Celebes’s Heartily Appeals to Remove “Insane Tax” from Sanitary Napkins

Sadly, despite of the entire hullabaloo about women protection and safety, the finance department failed to understand the basic hygiene need for women. The unpardonable high prices of the sanitary napkins are a considerable add on to the monthly expenses of women in the nation. Certainly, the menstrual process is natural but the addition of the “insane tax” to its cost is not.

Sadly, this is the time when more than 70% women population in the country does not believe in spending money on sanitary napkins. They use their self-discovered means of protection like old cloth, sand, wood shavings, ash, dried leaves, newspaper and even hay or plastic. Palpably, they just try to get through those 5 days of hassle and filth even if it may cause them cervical cancer.

Neither do they care about themselves, nor do the Indian tax policies.

Despite of all these worldly discussions, the famous online campaign #LahuKaLagaan attracted much of the mass attention. Many philanthropists like Anu Menon, Aditi Rao Hydari, Cyrus Broacha, Kaneez Surka, Girliyapa have showed their concern over this and tweeted on the matter.

They  urged the finance minister Arun Jaitley to make the sanitary napkins tax free as the sanitary napkins are not luxury items but a monthly necessity for the women.

# [TASK 1]
Decide whether each statement agrees with the article on the sanitary napkin tax, answering yes or no and quoting the deciding words: (a) More than 70% of the country's women do not spend money on sanitary napkins. (b) Those who tweeted about the matter appealed to the health minister. (c) The article calls the menstrual process unnatural.
# [TASK 2]
According to the article on the sanitary napkin tax, why was the finance minister urged to make sanitary napkins tax free?

(Segmentation mask data)
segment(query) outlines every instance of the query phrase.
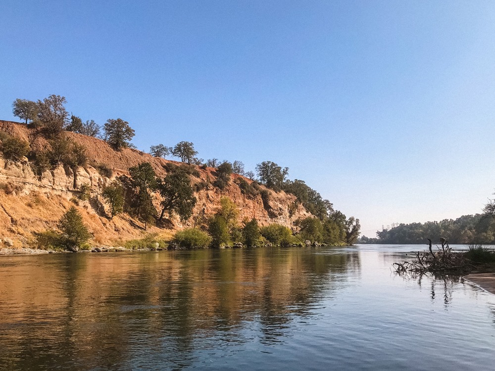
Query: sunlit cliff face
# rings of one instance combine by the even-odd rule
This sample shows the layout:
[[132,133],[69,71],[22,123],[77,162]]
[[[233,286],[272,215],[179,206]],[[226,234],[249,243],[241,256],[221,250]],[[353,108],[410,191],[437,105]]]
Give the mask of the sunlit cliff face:
[[[46,140],[37,135],[36,129],[28,129],[23,125],[0,121],[0,130],[28,141],[32,149],[47,145]],[[129,216],[122,214],[109,220],[108,207],[101,196],[103,187],[115,177],[128,175],[129,167],[143,162],[149,162],[157,176],[162,177],[167,174],[164,165],[180,163],[153,157],[134,149],[115,151],[105,141],[96,138],[71,132],[65,134],[86,148],[87,165],[76,169],[60,165],[40,176],[35,174],[27,159],[14,162],[0,157],[0,185],[8,185],[6,189],[3,186],[4,189],[0,189],[0,235],[12,239],[14,247],[29,245],[33,232],[54,228],[61,216],[74,205],[81,186],[89,185],[90,200],[77,200],[76,203],[96,243],[111,244],[117,240],[142,237],[141,224],[131,221]],[[110,178],[102,176],[94,167],[102,164],[112,169]],[[192,183],[213,182],[215,180],[214,168],[198,167],[197,170],[199,176],[192,176]],[[222,197],[230,198],[239,208],[239,222],[254,218],[261,226],[277,223],[290,228],[294,227],[297,219],[310,216],[300,205],[294,208],[295,196],[283,191],[269,190],[270,199],[264,204],[259,195],[247,196],[234,181],[241,177],[233,175],[232,181],[223,190],[210,186],[196,192],[198,202],[193,217],[186,223],[182,223],[178,218],[172,217],[166,228],[151,227],[147,232],[167,237],[177,229],[192,226],[195,221],[199,220],[200,223],[218,210]],[[153,195],[153,203],[158,209],[160,195],[157,193]]]

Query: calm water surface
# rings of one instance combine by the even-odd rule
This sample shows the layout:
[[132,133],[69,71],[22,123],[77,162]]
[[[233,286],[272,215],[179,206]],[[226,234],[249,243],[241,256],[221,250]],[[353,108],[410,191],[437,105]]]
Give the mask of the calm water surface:
[[495,295],[417,249],[0,257],[0,370],[495,369]]

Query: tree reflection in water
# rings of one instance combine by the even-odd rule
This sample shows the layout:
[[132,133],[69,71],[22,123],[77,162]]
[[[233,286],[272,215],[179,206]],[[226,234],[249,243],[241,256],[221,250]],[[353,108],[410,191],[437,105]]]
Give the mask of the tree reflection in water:
[[180,369],[198,349],[283,342],[359,266],[357,252],[298,248],[10,262],[0,267],[14,278],[1,292],[2,370]]

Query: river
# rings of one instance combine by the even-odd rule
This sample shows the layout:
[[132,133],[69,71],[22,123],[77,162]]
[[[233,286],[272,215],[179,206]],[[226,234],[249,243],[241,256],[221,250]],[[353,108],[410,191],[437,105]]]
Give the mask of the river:
[[0,370],[493,370],[495,295],[418,247],[0,256]]

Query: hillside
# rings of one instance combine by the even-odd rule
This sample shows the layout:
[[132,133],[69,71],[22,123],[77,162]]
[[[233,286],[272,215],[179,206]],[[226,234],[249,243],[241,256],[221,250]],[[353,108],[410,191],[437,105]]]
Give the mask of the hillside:
[[[38,130],[29,129],[20,123],[0,121],[0,131],[29,142],[32,150],[43,148],[47,145],[46,139]],[[145,232],[142,223],[127,214],[120,214],[110,220],[108,207],[101,198],[103,186],[116,177],[128,175],[129,167],[143,162],[151,164],[157,176],[160,177],[166,175],[164,167],[167,163],[181,163],[153,157],[135,149],[115,151],[106,142],[97,138],[69,132],[66,134],[86,148],[87,165],[75,169],[59,165],[38,176],[34,171],[33,164],[27,158],[13,161],[0,155],[0,238],[11,239],[14,247],[29,246],[34,240],[33,232],[54,228],[60,217],[75,203],[94,235],[94,244],[114,244],[119,240],[140,238],[148,233],[170,236],[178,229],[192,226],[198,216],[202,217],[204,215],[207,218],[213,215],[220,207],[220,198],[224,196],[229,197],[237,205],[240,221],[254,218],[262,226],[277,223],[294,228],[297,219],[311,215],[300,205],[290,213],[290,207],[296,197],[283,191],[267,190],[269,199],[264,202],[259,195],[252,198],[246,196],[233,181],[244,177],[233,174],[233,181],[223,190],[210,184],[207,188],[196,192],[198,202],[193,217],[186,223],[172,218],[160,227],[149,227]],[[110,177],[99,171],[98,166],[102,165],[112,169]],[[193,184],[211,183],[215,180],[214,168],[196,167],[196,169],[199,176],[191,177]],[[90,200],[76,200],[84,185],[90,187]],[[160,200],[159,194],[155,194],[153,203],[157,208]]]

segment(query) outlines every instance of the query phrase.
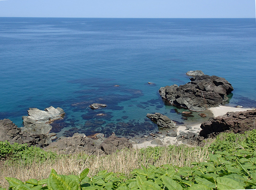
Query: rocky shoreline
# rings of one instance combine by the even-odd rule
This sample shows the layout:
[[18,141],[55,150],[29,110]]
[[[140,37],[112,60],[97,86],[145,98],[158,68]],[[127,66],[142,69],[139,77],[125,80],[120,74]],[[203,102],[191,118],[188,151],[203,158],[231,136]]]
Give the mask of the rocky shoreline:
[[[194,112],[210,110],[215,117],[202,123],[179,125],[166,116],[156,112],[148,113],[146,116],[157,125],[160,131],[145,134],[142,137],[128,140],[117,137],[114,134],[106,138],[102,134],[87,136],[83,134],[75,133],[72,137],[57,138],[56,133],[51,133],[52,129],[54,131],[56,129],[53,129],[50,124],[63,119],[65,114],[63,109],[53,106],[44,110],[30,108],[28,116],[22,117],[23,127],[18,128],[8,119],[0,120],[0,141],[27,143],[28,146],[66,154],[83,151],[90,154],[109,154],[117,150],[131,148],[133,145],[139,148],[197,143],[222,132],[243,133],[255,129],[255,109],[248,111],[248,109],[240,107],[221,105],[228,100],[227,96],[233,90],[225,79],[205,75],[201,71],[190,71],[186,74],[192,77],[191,82],[179,87],[174,85],[162,87],[159,94],[163,99],[175,106]],[[94,109],[106,106],[105,104],[94,103],[89,107]],[[231,111],[237,111],[229,112]],[[181,114],[185,119],[193,116],[192,113],[184,111]],[[206,116],[204,113],[199,115],[201,117]],[[220,116],[222,115],[224,115]]]

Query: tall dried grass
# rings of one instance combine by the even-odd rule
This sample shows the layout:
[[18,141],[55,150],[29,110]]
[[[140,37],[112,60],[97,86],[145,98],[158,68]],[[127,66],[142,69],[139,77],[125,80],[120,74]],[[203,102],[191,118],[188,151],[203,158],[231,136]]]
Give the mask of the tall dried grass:
[[78,175],[84,169],[88,168],[90,176],[106,169],[129,177],[131,171],[141,168],[141,165],[160,166],[168,164],[180,167],[190,166],[192,162],[202,162],[208,158],[207,146],[203,148],[184,145],[172,147],[151,147],[141,150],[132,149],[110,155],[88,156],[81,152],[61,155],[54,160],[49,159],[41,163],[32,162],[26,165],[10,160],[2,161],[0,161],[0,186],[8,187],[8,183],[4,177],[14,177],[24,182],[30,179],[39,180],[48,178],[53,168],[57,173],[62,175]]

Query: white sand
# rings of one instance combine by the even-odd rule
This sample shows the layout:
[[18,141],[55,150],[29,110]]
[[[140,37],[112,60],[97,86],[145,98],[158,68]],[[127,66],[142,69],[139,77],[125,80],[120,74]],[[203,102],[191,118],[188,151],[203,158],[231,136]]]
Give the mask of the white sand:
[[211,111],[213,112],[215,117],[217,117],[220,116],[223,116],[229,112],[238,112],[250,110],[253,109],[252,108],[241,108],[239,107],[228,107],[225,105],[221,105],[216,107],[212,107],[209,108]]
[[[216,117],[218,116],[224,115],[228,112],[244,111],[255,109],[233,107],[221,105],[216,107],[210,108],[209,109],[212,112],[214,117]],[[179,134],[180,131],[184,131],[186,132],[190,131],[192,131],[194,133],[197,133],[199,134],[201,130],[200,127],[201,126],[201,123],[199,123],[192,126],[189,126],[189,127],[192,127],[192,129],[190,129],[189,131],[185,130],[187,128],[186,126],[185,125],[179,126],[176,129],[177,131],[177,135],[178,135]],[[192,130],[192,131],[191,131],[191,130]],[[164,136],[163,138],[157,138],[157,139],[161,140],[164,145],[179,144],[182,143],[180,141],[178,141],[176,137],[170,137],[166,136]],[[135,148],[140,149],[141,148],[146,148],[148,146],[153,147],[158,146],[156,145],[152,144],[151,144],[152,141],[152,140],[145,140],[142,143],[135,144],[133,145],[133,147]]]

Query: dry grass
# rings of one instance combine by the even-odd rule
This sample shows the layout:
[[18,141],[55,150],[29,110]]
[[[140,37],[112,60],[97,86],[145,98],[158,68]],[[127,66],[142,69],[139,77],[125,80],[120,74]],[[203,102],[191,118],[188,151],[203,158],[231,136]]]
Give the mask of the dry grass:
[[26,166],[11,163],[9,161],[0,161],[0,186],[8,187],[5,177],[14,177],[24,182],[32,178],[39,180],[48,178],[53,168],[58,174],[62,175],[78,175],[83,169],[88,168],[90,176],[106,169],[109,172],[124,174],[129,177],[133,169],[141,168],[142,164],[159,166],[168,164],[182,167],[190,166],[192,162],[201,162],[207,159],[206,146],[203,148],[184,146],[174,147],[170,149],[166,147],[144,150],[132,149],[108,155],[88,156],[76,154],[61,156],[54,161],[32,163]]

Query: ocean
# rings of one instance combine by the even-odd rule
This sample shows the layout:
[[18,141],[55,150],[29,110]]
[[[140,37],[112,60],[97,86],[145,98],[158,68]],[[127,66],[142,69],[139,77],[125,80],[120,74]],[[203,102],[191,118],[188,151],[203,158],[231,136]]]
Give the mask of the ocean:
[[53,106],[66,113],[59,137],[147,134],[159,130],[148,113],[206,119],[184,120],[158,92],[190,70],[230,82],[227,105],[256,107],[256,66],[254,19],[0,18],[0,119],[21,127],[29,108]]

# [RESPONSE 1]
(a) Yes: "more than 70% women population in the country does not believe in spending money on sanitary napkins."
(b) No: "They urged the finance minister Arun Jaitley to make the sanitary napkins tax free."
(c) No: "Certainly, the menstrual process is natural."

# [RESPONSE 2]
The people who tweeted urged this because sanitary napkins are not luxury items. They are a monthly necessity for women.